DOCUMENT SECTION -
┌──
Calculating Capture Coefficients¶
Complete guide to computing carrier capture rates using configuration coordinate theory.
Overview¶
The ConfigCoordinate class calculates non-radiative carrier capture coefficients using multiphonon emission theory. Given two potential energy surfaces (initial and final states), it:
- Computes wavefunction overlaps (Franck-Condon factors)
- Applies energy-conserving delta function (with Gaussian broadening)
- Sums over phonon states (Boltzmann-weighted)
- Calculates temperature-dependent capture rate C(T)
Quick Start¶
from carriercapture.core import ConfigCoordinate
import numpy as np
# Assume pot_i and pot_f are already created, fitted, and solved
# (see Potentials guide)
# Create configuration coordinate
cc = ConfigCoordinate(
pot_i=pot_initial, # Initial state (e.g., neutral defect)
pot_f=pot_final, # Final state (e.g., charged defect)
W=0.205, # Electron-phonon coupling (eV)
degeneracy=1 # Degeneracy factor
)
# Calculate overlaps
cc.calculate_overlap(
Q0=10.0, # Configuration coordinate shift (amu^0.5·Å)
cutoff=0.25, # Energy cutoff (eV)
sigma=0.025 # Gaussian delta width (eV)
)
# Calculate capture coefficient
temperature = np.linspace(100, 500, 50) # K
cc.calculate_capture_coefficient(
volume=1e-21, # Supercell volume (cm³)
temperature=temperature
)
# Results
print(f"C(300K) = {cc.capture_coefficient[20]:.3e} cm³/s")
Theory Background¶
Capture Coefficient Formula¶
The capture rate follows from Fermi's Golden Rule:
\[
C(T) = \frac{2\pi g}{\hbar V} \sum_{i,f} P_i |\langle \psi_f | \hat{Q} | \psi_i \rangle|^2 W^2 \delta(E_i - E_f)
└──
LISTING -
┌──
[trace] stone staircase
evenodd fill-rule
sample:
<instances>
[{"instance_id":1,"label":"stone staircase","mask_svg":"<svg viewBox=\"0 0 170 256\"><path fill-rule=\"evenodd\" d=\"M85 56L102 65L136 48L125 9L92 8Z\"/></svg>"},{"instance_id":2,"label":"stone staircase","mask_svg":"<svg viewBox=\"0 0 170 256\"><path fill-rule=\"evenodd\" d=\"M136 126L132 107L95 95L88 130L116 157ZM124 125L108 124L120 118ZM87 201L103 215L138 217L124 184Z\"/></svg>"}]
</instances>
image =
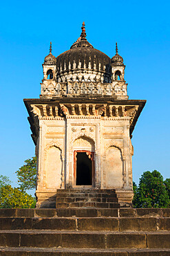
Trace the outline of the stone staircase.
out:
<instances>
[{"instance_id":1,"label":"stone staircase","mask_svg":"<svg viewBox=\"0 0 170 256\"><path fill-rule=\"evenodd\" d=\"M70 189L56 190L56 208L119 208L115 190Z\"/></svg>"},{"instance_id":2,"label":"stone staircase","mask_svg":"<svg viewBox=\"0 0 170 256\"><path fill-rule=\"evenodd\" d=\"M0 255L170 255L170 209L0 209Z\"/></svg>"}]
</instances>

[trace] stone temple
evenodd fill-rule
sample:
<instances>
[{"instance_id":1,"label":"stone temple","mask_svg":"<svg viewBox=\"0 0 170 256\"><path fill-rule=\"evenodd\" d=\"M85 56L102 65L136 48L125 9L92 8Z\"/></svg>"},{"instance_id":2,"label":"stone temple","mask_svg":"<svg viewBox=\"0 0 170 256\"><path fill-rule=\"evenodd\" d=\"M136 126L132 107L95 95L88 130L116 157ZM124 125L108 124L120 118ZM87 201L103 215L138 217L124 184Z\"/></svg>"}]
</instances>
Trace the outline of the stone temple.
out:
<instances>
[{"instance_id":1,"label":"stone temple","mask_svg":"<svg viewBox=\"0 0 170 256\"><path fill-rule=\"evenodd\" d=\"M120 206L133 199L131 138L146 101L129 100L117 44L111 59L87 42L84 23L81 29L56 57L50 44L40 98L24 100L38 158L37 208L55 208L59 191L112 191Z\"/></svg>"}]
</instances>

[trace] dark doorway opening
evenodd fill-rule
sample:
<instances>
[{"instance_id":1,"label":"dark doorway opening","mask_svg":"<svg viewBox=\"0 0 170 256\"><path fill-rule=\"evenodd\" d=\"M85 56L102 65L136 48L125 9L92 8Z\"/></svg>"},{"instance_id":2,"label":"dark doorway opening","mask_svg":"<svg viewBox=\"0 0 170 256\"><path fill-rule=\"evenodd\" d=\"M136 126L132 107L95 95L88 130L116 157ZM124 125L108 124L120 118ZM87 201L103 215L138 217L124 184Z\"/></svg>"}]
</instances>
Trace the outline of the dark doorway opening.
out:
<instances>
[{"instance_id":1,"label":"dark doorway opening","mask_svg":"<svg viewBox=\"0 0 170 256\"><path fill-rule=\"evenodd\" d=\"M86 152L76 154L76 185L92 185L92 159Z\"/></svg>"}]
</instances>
└──
SET OF TASKS -
1. Please write out the stretch of the capture coefficients guide from "- Sums over" through "(see Potentials guide)".
2. Pick out each line of the records that contains the word "dark".

FINAL ANSWERS -
1.
- Sums over phonon states (Boltzmann-weighted)
- Calculates temperature-dependent capture rate C(T)
Quick Start¶
from carriercapture.core import ConfigCoordinate
import numpy as np
# Assume pot_i and pot_f are already created, fitted, and solved
# (see Potentials guide)

2.
[trace] dark doorway opening
[{"instance_id":1,"label":"dark doorway opening","mask_svg":"<svg viewBox=\"0 0 170 256\"><path fill-rule=\"evenodd\" d=\"M85 56L102 65L136 48L125 9L92 8Z\"/></svg>"},{"instance_id":2,"label":"dark doorway opening","mask_svg":"<svg viewBox=\"0 0 170 256\"><path fill-rule=\"evenodd\" d=\"M136 126L132 107L95 95L88 130L116 157ZM124 125L108 124L120 118ZM87 201L103 215L138 217L124 184Z\"/></svg>"}]
Trace the outline of the dark doorway opening.
[{"instance_id":1,"label":"dark doorway opening","mask_svg":"<svg viewBox=\"0 0 170 256\"><path fill-rule=\"evenodd\" d=\"M86 152L76 154L76 185L92 185L92 159Z\"/></svg>"}]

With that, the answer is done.